Object position labeling entries:

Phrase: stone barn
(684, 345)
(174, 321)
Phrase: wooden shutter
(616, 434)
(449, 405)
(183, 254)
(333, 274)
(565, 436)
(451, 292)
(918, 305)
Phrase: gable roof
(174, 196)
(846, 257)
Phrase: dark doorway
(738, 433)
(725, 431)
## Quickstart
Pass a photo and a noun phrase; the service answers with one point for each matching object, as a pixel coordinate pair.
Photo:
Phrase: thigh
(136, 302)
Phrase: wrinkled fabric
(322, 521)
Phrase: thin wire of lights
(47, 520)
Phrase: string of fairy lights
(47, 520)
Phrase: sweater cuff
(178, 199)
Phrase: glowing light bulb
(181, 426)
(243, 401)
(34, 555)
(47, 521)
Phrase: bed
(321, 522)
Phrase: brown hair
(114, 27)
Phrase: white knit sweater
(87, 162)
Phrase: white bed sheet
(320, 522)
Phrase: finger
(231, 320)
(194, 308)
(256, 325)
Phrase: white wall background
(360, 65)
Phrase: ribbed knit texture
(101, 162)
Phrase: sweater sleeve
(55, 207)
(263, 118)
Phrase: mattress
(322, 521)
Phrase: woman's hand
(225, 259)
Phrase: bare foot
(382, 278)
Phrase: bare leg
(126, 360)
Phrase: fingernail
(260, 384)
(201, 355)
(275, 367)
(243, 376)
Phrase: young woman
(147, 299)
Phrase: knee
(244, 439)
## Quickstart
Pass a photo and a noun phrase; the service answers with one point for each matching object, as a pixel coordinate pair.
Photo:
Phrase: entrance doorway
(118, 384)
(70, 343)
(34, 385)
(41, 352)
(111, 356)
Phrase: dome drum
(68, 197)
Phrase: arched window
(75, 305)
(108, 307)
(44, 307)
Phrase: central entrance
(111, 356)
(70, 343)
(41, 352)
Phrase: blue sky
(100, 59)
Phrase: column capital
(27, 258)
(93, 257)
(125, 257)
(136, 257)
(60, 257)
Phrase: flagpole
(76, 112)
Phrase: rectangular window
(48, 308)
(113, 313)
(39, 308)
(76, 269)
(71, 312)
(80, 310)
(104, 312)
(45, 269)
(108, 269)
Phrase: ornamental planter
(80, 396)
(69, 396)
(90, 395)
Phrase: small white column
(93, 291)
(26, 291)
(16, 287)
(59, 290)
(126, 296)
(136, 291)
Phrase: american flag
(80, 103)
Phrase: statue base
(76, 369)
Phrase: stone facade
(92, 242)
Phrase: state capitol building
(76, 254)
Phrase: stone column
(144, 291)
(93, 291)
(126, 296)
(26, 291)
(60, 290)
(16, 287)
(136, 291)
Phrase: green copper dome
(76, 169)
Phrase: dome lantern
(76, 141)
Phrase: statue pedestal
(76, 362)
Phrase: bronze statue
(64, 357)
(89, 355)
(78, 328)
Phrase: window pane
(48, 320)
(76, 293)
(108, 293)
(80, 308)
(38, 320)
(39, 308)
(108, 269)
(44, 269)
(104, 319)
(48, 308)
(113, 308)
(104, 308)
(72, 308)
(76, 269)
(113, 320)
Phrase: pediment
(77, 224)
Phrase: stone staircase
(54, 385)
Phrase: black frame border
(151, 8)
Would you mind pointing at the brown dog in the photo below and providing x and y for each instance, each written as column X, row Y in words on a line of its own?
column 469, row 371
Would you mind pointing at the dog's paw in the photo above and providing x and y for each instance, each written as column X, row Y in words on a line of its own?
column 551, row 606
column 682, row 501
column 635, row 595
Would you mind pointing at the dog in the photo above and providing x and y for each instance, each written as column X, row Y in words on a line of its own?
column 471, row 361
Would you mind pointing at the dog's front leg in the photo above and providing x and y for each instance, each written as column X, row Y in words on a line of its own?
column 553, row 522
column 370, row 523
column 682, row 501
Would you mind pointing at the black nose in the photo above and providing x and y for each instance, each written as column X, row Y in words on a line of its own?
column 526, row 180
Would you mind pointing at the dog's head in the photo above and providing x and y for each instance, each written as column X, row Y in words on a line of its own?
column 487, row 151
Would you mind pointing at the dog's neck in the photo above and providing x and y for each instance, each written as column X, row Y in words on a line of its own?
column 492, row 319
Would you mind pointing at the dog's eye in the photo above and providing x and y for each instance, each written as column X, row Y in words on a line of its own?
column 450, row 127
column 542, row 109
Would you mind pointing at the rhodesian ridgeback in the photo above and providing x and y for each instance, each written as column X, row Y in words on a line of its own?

What you should do: Put the lines of the listing above into a numbered list, starting at the line with "Phrase: flagpole" and ending at the line with "column 635, row 595", both included. Leave out any blank lines and list nothing else.

Task solution:
1. Phrase: flagpole
2. (76, 112)
3. Phrase: rectangular window
4. (48, 308)
5. (113, 313)
6. (39, 308)
7. (76, 269)
8. (71, 312)
9. (80, 310)
10. (104, 312)
11. (45, 269)
12. (108, 269)
13. Phrase: ornamental planter
14. (80, 396)
15. (69, 396)
16. (90, 395)
17. Phrase: small white column
18. (93, 291)
19. (26, 291)
20. (16, 287)
21. (59, 290)
22. (126, 296)
23. (136, 291)
24. Phrase: american flag
25. (80, 103)
26. Phrase: statue base
27. (76, 369)
28. Phrase: stone facade
29. (92, 242)
30. Phrase: state capitol building
31. (76, 254)
32. Phrase: stone column
33. (144, 291)
34. (93, 291)
35. (126, 296)
36. (26, 291)
37. (60, 290)
38. (16, 287)
39. (136, 291)
40. Phrase: green copper dome
41. (76, 169)
42. Phrase: dome lantern
43. (76, 141)
44. Phrase: statue pedestal
45. (76, 362)
46. Phrase: bronze statue
47. (64, 357)
48. (89, 355)
49. (78, 328)
50. Phrase: window pane
51. (48, 320)
52. (76, 293)
53. (108, 293)
54. (80, 308)
55. (38, 320)
56. (39, 308)
57. (108, 269)
58. (44, 269)
59. (104, 319)
60. (48, 308)
61. (113, 308)
62. (104, 308)
63. (72, 308)
64. (76, 269)
65. (113, 320)
66. Phrase: pediment
67. (77, 224)
68. Phrase: stone staircase
69. (54, 385)
70. Phrase: black frame border
71. (151, 8)
72. Would you mind pointing at the brown dog in the photo below and providing x and y for each instance, each written as column X, row Y in words on a line of its own?
73. column 469, row 371
74. Would you mind pointing at the dog's paw in the photo above and providing x and y for each instance, each written as column X, row Y in words on a line of its own?
75. column 551, row 606
76. column 682, row 501
77. column 635, row 595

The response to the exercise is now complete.